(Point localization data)
● ● ● ● ● ● ●
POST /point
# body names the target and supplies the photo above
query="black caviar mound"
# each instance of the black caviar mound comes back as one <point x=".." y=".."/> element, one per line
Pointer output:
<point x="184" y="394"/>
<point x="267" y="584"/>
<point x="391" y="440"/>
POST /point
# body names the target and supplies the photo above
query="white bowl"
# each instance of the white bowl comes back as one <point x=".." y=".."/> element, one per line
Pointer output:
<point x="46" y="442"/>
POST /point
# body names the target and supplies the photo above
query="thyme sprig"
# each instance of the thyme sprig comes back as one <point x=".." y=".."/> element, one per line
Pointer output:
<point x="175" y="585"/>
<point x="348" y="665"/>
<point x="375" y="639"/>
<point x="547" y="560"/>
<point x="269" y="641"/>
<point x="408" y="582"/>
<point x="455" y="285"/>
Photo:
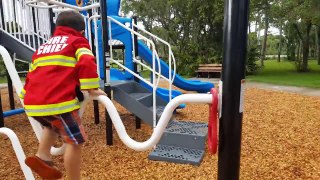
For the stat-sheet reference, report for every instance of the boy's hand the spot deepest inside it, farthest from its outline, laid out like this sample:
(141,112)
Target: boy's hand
(96,92)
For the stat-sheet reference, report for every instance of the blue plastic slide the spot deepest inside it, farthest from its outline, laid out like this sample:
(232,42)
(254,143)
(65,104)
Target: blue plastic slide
(189,85)
(116,75)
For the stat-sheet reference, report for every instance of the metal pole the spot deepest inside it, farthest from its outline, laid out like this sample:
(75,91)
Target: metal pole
(10,91)
(95,102)
(106,65)
(138,120)
(1,112)
(233,75)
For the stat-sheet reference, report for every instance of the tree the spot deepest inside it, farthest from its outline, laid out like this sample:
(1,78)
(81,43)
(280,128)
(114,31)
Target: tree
(302,14)
(193,28)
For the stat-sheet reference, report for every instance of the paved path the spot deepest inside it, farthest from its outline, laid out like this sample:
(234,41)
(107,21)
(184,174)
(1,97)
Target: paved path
● ● ● ● ● ● ●
# Activity
Could you write out the records exactly while omitting every picture?

# Reply
POST /point
# body names the target and supplies the photo above
query="black caviar mound"
# each instance of the black caviar mound comes back as one <point x=".." y=".."/> element, one per line
Pointer output:
<point x="184" y="394"/>
<point x="267" y="584"/>
<point x="391" y="440"/>
POST /point
# body names the target and supplies the photo above
query="white bowl"
# each instance of the white bowl comes back as one <point x=".." y=".."/> element, one per line
Pointer output:
<point x="46" y="442"/>
POST /point
# body names the target and supplies the photo above
query="thyme sprig"
# each instance of the thyme sprig comes back as one <point x=".." y=".."/> element, one per line
Pointer output:
<point x="175" y="585"/>
<point x="348" y="665"/>
<point x="375" y="639"/>
<point x="547" y="560"/>
<point x="269" y="641"/>
<point x="408" y="582"/>
<point x="455" y="285"/>
Photo:
For the stat-sheet reference, report for every instance of the boy's hand the spot deepest inside it, farthest from its outline, laid out like this sample:
(141,112)
Target: boy's hand
(96,92)
For the stat-sheet reference, report for every instance of the blue plastic slide the spot deepest inside it, farthest from its outline, laid out like this sample:
(232,42)
(254,143)
(65,104)
Target: blue plastic slide
(189,85)
(116,75)
For the stat-sheet reference, report for every instance of the metal pole the spot deepest inside it, farthest from its outline, laid out like this sample:
(75,91)
Target: metal pole
(10,91)
(95,102)
(106,65)
(138,120)
(1,112)
(233,75)
For the stat-sheet reference, report for every instance of the tree the spot deepest inside it, farthest from its outline, laid out like this sample:
(1,78)
(81,43)
(280,128)
(114,31)
Target: tree
(302,14)
(193,28)
For the stat-sheet reference, report for every instance of the paved path the spot deepest inside it, farthest from its outline, laid out like this sample:
(234,41)
(107,21)
(184,174)
(1,97)
Target: paved path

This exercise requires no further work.